>> start

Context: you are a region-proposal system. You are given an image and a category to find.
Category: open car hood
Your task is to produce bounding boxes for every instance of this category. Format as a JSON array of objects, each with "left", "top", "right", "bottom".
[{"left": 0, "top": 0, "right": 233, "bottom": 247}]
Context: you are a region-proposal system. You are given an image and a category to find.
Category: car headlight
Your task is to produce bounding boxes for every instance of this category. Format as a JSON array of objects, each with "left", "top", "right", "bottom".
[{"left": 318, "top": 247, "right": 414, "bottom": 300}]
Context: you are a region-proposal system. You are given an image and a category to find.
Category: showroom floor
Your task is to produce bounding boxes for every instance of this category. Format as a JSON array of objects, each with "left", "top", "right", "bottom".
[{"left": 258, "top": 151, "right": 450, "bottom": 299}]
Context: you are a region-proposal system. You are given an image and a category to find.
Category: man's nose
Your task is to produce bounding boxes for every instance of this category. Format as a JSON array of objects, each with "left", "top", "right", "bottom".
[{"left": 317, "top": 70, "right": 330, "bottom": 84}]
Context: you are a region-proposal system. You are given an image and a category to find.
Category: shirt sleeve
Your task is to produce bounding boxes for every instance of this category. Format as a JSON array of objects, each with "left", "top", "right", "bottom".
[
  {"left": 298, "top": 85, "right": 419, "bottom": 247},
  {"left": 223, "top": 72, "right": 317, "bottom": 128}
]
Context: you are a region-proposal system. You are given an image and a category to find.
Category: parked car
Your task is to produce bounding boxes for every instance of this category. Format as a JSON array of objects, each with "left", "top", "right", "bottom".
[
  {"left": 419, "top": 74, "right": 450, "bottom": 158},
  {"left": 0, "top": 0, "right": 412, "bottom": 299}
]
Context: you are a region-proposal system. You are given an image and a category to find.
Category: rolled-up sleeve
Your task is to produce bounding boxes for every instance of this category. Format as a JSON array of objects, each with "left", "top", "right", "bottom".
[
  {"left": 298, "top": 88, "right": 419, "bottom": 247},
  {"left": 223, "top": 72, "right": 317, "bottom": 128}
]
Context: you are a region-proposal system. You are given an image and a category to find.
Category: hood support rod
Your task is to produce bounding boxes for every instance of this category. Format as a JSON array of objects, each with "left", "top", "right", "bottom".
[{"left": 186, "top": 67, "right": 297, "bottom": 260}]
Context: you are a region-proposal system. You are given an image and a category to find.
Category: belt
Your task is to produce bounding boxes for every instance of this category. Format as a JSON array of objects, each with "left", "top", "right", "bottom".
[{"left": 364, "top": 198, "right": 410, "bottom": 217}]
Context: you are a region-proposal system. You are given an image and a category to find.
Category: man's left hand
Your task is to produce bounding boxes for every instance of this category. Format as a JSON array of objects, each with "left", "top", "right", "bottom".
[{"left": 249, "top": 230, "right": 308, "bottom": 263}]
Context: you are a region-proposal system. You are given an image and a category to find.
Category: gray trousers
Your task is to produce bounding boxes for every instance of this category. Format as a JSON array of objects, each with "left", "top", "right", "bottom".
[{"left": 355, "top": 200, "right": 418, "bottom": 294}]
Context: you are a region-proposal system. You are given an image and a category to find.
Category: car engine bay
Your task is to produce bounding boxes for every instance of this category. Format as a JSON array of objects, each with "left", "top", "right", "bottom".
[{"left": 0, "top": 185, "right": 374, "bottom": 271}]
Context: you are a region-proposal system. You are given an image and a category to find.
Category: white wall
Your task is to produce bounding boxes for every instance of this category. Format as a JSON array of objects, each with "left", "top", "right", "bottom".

>> end

• **Stated task**
Select every line of the items above that contains the string "sleeve", treating uppercase and lowercase letters as different, and copy each one.

• **Answer for the task**
Category: shirt sleeve
Category: rolled-up sleeve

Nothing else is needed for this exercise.